Texto fornecido:
────────────────

Por isso, eu queria estudar iniciativas para a mudança social vindas de baixo. Quando fui para a faculdade, é claro que estudei literatura, porque era assim que eu pensava que o mundo mudava. Eu escrevi meu trabalho final sobre Thoreau e sobre Percy Bysshe Shelley, o poeta inglês que também tinha uma visão muito parecida de mudança social. Então, eu tive essa crise de confiança quando estava terminando minha graduação. O Shelley tinha escrito que os poetas eram os legisladores não reconhecidos do mundo. A certa altura do final do curso, porém, eu comecei a duvidar disso. Talvez os poetas não fossem reconhecidos por não serem tão importantes assim.

────────────────

[Dados armazenados]
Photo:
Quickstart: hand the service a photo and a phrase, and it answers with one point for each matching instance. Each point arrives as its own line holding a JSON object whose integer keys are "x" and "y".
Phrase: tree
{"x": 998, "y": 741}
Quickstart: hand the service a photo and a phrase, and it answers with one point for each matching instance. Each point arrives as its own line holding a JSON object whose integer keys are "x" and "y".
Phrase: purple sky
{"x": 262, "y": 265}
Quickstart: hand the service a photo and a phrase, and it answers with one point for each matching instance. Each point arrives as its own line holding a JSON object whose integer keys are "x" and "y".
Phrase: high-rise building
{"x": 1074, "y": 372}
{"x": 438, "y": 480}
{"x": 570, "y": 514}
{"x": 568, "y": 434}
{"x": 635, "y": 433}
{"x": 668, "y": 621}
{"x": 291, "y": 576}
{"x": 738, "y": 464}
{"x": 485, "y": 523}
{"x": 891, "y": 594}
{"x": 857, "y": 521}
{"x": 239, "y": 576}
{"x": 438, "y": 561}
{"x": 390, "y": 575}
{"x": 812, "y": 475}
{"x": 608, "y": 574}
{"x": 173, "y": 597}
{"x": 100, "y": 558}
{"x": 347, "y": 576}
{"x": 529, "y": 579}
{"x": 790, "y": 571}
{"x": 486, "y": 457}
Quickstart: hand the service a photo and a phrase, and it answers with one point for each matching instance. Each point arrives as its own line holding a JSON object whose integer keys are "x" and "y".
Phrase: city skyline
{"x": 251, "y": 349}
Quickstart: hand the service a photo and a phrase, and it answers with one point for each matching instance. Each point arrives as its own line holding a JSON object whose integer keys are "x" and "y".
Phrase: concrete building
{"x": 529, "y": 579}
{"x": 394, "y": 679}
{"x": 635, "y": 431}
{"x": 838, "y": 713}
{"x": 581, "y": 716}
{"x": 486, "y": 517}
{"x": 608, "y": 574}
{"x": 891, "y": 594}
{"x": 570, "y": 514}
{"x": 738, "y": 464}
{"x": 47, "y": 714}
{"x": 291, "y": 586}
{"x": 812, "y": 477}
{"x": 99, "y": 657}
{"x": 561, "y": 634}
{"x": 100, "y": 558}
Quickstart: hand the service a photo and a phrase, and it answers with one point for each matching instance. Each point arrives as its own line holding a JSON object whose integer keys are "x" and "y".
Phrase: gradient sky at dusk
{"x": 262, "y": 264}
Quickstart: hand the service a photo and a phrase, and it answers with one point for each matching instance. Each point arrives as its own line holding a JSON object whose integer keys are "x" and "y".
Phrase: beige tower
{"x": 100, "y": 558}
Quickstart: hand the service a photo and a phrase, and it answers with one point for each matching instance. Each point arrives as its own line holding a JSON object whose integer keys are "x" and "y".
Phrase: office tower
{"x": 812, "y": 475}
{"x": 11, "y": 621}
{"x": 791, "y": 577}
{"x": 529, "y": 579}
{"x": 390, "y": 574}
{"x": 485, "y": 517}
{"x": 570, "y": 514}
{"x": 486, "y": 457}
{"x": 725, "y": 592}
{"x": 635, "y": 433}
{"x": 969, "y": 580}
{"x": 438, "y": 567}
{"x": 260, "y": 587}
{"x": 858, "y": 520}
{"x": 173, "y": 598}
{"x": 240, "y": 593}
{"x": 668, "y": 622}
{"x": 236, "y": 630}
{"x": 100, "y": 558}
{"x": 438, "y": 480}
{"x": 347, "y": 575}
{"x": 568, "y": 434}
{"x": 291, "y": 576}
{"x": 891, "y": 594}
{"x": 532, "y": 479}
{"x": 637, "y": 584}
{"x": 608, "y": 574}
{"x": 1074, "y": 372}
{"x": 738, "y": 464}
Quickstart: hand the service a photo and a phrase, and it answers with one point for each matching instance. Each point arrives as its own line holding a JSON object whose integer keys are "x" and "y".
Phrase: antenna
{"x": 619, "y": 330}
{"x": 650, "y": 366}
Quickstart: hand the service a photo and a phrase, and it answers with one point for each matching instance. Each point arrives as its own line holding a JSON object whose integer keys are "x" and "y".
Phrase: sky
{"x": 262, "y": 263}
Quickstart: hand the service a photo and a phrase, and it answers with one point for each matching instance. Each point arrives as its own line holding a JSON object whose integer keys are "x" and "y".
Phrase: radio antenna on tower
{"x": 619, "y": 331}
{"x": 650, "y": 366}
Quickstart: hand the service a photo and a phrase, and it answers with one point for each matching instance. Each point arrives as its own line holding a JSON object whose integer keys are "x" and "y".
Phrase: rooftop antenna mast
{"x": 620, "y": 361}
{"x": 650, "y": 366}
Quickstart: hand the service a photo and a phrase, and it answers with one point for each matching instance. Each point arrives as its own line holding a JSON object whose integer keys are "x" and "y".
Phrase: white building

────────────────

A fazer:
1. Liste, na ordem em que aparecem no texto sobre literatura e mudança social, todos os verbos na primeira pessoa do singular do pretérito perfeito.
2. Dê sequência ao texto sobre literatura e mudança social, começando logo depois da última frase.

Resultados por tarefa:
1. fui, estudei, escrevi, tive, comecei

2.
O Shelley tinha escrito ótimos poemas, mas ele tinha esse poema terrível que era dirigido à classe operária, "A Máscara da Anarquia" (The Mask of Anarchy). Nesse poema, os ativistas que foram mortos pela polícia conquistavam uma vitória moral e olhavam sorrindo do paraíso para o mundo pelo seu comprometimento com a não violência e pela justiça de sua causa. Isso me pareceu pouco satisfatório. Então, quando eu estava terminando a universidade, decidi que realmente queria estudar o contexto social do protesto e o que realmente funcionava. Isso fez com que eu fosse para a pós-graduação estudar ciência política, estudando assuntos mais amplos que apenas a ação moral individual. Portanto, foi assim que eu comecei. Também tive uma carreira como ativista. No ensino médio e na universidade, estive engajado em atividades de mudança social, mas isso se dissipou com o tempo.

E: Como você começou a se interessar pelo Movimento pela Paralisação das Armas Nucleares (Nuclear Freeze Movement)?

DM: Por causa das redes de ativismo nas quais eu estava inserido, fui recrutado para participar do Movimento pela Paralisação das Armas Nucleares. A Paralisação das Armas Nucleares era uma proposta para acabar com a corrida nuclear ao fazer os Estados Unidos e a União Soviética pararem de construir, utilizar e ameaçar usar armas nucleares. A estratégia era desenvolver um movimento de massa com base nessa proposta.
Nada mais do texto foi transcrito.